What you will do »
(a) Answer these about the article on the Costa Rica debt-for-nature agreement:
(i) Over how many years is Costa Rica's debt to be reduced?
(ii) Which three U.S. bodies jointly manage the Tropical Forest Conservation Act of 1998?
(iii) Which forest areas in Costa Rica are the funds said to help conserve?
(b) Continue the article on the Costa Rica debt-for-nature agreement from its last sentence, in the same plain news style.

Selected excerpt »
An agreement to reduce Costa Rica’s debt by nearly $25 million over the next 16 years was reached by the governments of the United States and Costa Rica, the Central Bank of Costa Rica as well as the U.S. based Conservation International and the Nature Conservatory. In return, the Central Bank of Costa Rica has committed to pay these funds to support grants to non-governmental organizations and other groups that protect and restore the country’s tropical forests.

This program called a debt for nature allows developing countries to reduce debt owed to the United States while generating monies to conserve forests. The Tropical Forest Conservation Act of 1998 (TFCA) is jointly managed by the US Agency for International development (USAID), the US Treasury Department, and the US State Department.

A 12.6 million contribution from the United States government and a combined donation of more than $25 million from Conservation International and the Nature Conservatory made the debt reduction possible.

The funds will help conserve some of Costa Rica’s vital forests, the forest ecosystems of the Osa Peninsula, and the La Amistad Biological Reserve.

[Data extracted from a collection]
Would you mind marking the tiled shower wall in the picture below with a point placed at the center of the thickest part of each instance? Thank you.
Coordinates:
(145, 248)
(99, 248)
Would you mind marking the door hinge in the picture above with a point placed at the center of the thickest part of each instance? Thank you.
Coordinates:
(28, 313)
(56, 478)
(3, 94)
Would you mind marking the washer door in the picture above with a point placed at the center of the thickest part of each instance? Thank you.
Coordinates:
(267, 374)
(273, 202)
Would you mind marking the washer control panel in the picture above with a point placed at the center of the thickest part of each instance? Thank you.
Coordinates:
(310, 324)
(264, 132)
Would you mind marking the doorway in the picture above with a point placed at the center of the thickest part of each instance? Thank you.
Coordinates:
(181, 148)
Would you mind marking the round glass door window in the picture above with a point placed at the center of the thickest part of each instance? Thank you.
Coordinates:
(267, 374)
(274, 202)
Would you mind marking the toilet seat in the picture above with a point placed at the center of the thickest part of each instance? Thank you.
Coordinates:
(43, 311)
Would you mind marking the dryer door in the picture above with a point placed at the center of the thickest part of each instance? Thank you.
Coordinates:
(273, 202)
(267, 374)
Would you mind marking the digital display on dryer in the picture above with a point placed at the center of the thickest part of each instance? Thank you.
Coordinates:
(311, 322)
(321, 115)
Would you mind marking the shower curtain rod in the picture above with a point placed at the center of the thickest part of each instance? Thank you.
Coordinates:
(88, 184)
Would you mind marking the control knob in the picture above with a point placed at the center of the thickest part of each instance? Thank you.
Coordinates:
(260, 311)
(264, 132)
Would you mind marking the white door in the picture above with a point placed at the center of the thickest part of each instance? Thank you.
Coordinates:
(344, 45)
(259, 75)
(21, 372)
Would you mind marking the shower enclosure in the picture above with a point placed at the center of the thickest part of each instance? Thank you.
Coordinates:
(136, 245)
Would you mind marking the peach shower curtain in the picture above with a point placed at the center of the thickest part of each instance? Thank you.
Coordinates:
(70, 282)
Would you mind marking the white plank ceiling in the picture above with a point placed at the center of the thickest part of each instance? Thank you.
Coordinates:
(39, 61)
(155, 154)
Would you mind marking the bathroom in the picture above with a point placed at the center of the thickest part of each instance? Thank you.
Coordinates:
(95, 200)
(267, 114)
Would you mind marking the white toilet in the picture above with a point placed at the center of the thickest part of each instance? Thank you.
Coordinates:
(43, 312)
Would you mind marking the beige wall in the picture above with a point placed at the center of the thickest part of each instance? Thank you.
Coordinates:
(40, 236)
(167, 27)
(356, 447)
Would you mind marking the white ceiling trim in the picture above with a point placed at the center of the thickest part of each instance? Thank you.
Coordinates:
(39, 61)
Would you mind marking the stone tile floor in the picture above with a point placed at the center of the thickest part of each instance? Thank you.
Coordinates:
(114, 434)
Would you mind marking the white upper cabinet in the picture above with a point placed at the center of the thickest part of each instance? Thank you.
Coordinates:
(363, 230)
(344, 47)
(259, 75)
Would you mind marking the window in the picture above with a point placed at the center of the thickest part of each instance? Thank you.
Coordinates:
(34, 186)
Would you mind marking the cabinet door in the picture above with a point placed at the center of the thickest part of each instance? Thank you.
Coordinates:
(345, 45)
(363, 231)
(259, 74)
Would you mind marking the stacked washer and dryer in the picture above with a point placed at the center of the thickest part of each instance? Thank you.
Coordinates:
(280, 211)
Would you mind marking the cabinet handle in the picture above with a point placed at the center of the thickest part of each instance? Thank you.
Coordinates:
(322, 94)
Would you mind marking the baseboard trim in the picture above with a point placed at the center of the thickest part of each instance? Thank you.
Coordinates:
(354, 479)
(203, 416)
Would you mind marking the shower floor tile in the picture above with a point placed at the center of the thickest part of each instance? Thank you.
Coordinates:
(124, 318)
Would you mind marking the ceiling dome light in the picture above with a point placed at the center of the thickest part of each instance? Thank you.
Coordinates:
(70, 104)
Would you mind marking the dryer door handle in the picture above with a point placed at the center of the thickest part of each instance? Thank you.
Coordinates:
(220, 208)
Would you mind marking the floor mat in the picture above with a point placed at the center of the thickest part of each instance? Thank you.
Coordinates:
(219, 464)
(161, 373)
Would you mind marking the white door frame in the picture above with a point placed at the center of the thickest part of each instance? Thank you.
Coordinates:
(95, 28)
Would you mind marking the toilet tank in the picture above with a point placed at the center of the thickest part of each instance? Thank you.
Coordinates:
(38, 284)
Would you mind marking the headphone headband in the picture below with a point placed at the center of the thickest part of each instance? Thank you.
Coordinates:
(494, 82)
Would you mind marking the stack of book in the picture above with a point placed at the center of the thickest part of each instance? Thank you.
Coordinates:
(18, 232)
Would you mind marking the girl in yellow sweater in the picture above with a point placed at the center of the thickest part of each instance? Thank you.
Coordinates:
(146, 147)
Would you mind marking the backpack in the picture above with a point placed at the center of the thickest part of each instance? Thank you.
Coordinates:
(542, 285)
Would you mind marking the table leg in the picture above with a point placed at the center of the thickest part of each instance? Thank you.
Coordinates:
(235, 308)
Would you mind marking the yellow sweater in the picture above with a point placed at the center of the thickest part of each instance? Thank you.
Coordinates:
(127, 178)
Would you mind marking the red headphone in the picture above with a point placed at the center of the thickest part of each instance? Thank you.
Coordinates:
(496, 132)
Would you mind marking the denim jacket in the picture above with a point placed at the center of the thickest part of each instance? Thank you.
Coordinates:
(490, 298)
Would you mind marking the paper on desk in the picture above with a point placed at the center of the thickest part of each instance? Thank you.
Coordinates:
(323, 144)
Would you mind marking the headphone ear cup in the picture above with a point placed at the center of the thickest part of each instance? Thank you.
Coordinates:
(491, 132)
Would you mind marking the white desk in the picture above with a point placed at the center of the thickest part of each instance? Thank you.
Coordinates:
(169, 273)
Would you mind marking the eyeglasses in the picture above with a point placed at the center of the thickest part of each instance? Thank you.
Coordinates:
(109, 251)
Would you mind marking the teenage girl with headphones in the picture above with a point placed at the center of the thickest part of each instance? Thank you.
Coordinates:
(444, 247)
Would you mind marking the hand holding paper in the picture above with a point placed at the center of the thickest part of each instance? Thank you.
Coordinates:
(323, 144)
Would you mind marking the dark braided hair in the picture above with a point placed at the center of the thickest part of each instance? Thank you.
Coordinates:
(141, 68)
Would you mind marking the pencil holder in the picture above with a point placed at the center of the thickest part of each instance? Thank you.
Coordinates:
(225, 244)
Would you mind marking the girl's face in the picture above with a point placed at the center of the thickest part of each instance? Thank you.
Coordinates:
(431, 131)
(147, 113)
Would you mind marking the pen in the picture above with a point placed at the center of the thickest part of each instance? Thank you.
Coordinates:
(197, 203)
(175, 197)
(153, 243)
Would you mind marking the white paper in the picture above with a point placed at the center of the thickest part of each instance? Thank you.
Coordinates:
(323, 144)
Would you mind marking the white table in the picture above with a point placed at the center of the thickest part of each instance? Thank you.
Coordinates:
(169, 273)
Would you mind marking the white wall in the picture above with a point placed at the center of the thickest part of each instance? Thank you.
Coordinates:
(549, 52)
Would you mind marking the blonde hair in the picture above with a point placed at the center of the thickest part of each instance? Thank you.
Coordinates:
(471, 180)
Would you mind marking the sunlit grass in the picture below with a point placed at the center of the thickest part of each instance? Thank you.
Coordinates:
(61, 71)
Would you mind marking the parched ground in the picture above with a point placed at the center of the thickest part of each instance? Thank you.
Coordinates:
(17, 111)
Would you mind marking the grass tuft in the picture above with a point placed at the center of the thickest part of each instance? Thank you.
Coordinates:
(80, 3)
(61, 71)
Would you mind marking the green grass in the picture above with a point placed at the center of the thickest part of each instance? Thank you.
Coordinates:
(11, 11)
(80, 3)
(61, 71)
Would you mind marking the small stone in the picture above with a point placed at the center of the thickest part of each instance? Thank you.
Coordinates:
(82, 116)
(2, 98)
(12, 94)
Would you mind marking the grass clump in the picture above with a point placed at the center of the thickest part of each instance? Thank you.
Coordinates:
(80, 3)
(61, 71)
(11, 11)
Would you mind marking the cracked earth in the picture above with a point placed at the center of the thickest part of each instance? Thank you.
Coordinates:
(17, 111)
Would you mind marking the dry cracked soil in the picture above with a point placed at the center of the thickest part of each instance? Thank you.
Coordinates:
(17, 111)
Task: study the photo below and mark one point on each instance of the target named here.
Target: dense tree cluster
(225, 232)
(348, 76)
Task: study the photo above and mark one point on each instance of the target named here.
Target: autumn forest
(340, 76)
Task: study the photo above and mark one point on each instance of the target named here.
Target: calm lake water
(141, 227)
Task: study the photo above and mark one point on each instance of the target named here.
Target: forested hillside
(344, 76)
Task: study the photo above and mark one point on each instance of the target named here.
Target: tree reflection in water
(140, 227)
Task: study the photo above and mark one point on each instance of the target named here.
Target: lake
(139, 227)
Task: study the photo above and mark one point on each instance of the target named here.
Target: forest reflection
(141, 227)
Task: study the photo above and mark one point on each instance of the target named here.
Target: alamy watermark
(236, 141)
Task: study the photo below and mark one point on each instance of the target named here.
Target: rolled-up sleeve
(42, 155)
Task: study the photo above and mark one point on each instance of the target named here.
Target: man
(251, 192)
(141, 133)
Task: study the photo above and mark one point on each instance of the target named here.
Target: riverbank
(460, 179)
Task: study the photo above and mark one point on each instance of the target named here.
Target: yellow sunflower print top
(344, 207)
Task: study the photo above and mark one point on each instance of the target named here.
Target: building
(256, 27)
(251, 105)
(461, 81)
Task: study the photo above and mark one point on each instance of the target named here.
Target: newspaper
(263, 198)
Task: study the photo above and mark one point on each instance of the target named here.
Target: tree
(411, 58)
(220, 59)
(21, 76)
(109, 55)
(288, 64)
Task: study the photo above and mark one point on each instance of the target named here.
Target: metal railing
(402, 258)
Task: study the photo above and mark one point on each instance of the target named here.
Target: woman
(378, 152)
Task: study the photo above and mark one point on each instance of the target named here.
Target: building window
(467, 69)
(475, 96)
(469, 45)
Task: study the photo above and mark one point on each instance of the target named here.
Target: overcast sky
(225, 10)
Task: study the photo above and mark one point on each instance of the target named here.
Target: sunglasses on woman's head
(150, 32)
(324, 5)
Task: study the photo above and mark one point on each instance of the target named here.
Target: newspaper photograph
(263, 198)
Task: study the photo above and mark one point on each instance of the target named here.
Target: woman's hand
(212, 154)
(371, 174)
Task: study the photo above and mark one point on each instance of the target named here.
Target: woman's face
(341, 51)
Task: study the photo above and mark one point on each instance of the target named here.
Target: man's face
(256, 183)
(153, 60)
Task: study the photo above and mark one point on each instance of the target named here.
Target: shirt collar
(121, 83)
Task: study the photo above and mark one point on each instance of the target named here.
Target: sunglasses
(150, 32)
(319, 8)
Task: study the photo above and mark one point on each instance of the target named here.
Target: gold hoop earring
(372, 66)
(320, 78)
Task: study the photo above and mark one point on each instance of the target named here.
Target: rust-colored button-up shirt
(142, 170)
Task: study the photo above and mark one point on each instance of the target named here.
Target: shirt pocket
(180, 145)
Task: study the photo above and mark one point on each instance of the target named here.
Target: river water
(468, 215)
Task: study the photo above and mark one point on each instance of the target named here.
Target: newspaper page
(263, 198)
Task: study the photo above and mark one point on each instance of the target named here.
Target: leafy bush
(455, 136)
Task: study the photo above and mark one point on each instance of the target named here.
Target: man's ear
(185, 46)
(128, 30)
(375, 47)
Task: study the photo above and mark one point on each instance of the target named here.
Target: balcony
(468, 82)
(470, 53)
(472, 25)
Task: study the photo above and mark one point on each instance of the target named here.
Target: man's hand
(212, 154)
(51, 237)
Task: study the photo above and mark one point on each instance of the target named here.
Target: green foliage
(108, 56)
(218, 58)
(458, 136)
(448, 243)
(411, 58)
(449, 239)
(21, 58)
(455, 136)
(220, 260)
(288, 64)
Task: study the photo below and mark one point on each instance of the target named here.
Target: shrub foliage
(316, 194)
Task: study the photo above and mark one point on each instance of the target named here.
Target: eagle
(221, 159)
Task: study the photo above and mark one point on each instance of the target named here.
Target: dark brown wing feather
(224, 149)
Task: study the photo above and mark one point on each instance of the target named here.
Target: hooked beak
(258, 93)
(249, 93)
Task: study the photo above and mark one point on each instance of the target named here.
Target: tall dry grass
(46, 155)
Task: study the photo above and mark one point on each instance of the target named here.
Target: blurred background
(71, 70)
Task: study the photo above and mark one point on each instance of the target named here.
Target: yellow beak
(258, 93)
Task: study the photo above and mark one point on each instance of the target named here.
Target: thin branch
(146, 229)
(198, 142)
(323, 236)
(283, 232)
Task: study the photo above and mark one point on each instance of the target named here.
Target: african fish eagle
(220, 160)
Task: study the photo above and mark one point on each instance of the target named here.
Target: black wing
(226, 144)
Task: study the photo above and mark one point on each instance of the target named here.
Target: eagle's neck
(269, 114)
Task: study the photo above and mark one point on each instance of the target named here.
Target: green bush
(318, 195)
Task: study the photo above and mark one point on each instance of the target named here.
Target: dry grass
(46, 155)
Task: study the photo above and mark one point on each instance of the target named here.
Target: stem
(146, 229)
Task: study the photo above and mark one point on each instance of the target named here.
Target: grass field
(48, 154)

Expected responses »
(a)
(i) Over the next 16 years.
(ii) The US Agency for International Development (USAID), the US Treasury Department, and the US State Department.
(iii) The forest ecosystems of the Osa Peninsula and the La Amistad Biological Reserve.

(b)
“Forests in and around Tortuguero, Costa Rica’s third most visited national park and Maquenque Wildlife Refuge, support Costa Rica’s last remaining great green macaws and permit the altitudinal migration of birds and mammals such as the quetzal, bell bird, jaguar, and the tapir. The dry forest, cloud forest and rain forest north of Rincon de la Vieja permit many animals to adjust to changing climate conditions. Water recourses on Nicoya Peninsula are dependent on the health and fragile, fragmented forest ecosystems in and around Diria National Park,” stated the USAID release.

The TFCA program has been used 13 times. Including Costa Rica, it has been used twice in Panama, Belize, Botswana, Columbia, El Salvador, Guatemala, Jamaica, Paraguay, Peru, the Philippines, and Bangladesh. Together, this debt for nature programs will generate more than $163 million to protect tropical forests during the next 10 to 25 years.